OBJETIVO INDICADO 1:
Responde brevemente, según el texto citado:
(a) ¿Desde qué país le envían a Jürgen las zapatillas?
(b) ¿Cómo se llama la mujer de Jürgen?
(c) ¿En qué idioma transcurre la entrevista?
OBJETIVO INDICADO 2:
¿Concuerda cada afirmación con el texto citado? Contesta sí o no y cita las palabras del texto que lo deciden.
(a) Las zapatillas con un hueco para cada dedo son una moda.
(b) El fotógrafo alemán habla inglés con la misma fluidez que su lengua materna.
(c) Jesús Císcar fotografía los pies del fotógrafo alemán.
OBJETIVO INDICADO 3: Transcribe sin cambios el fragmento del texto citado que va desde «De manera que» hasta «hemos llegado ahí.», ambos incluidos.

TEXTO CITADO:
_ _ _ _ _

VALENCIA. Baja con pies de plomo las escaleras. Calza zapatillas que parecen guantes. Cada dedo entra por separado en su cavidad. No se trata de una moda. «Tuve un ictus y se retorcieron los dedos de mis pies», explica Jürgen Shadeberg. Por eso, añade, le envían estas zapatillas desde los Estados Unidos. «Estas zapatillas son cómodas y seguras». Le digo que a mí, sin haber sufrido un ictus, también el segundo dedo de mi pie trepa sobre el dedo gordo. Jürgen le pide entonces a su mujer, Claudia, que traiga las zapatillas que le enviaron por error de otra talla «para regalárselas a mi amigo».
De manera que ya soy amigo suyo cuando todavía no hemos cruzado más que un par de frases en inglés, el idioma que mantendremos a lo largo de la entrevista y que el fotógrafo alemán habla con la misma fluidez que su lengua materna. Jesús Císcar dispara su cámara contra los pies inmóviles de Schadeberg, que no pierde la sonrisa. Esta sonrisa sólo desaparecerá en un momento de nuestra conversación. Pero no hemos llegado ahí.

_ _ _ _ _

DATOS PROPORCIONADOS:

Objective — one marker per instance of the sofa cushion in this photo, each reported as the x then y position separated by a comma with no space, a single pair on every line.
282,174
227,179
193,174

_ _ _ _ _

RESPUESTA CORRECTA 1:
(a) Desde los Estados Unidos.
(b) Claudia.
(c) En inglés.

RESPUESTA CORRECTA 2:
(a) No: «No se trata de una moda.»
(b) Sí: «el fotógrafo alemán habla con la misma fluidez que su lengua materna».
(c) Sí: «Jesús Císcar dispara su cámara contra los pies inmóviles de Schadeberg».

RESPUESTA CORRECTA 3:
De manera que ya soy amigo suyo cuando todavía no hemos cruzado más que un par de frases en inglés, el idioma que mantendremos a lo largo de la entrevista y que el fotógrafo alemán habla con la misma fluidez que su lengua materna. Jesús Císcar dispara su cámara contra los pies inmóviles de Schadeberg, que no pierde la sonrisa. Esta sonrisa sólo desaparecerá en un momento de nuestra conversación. Pero no hemos llegado ahí.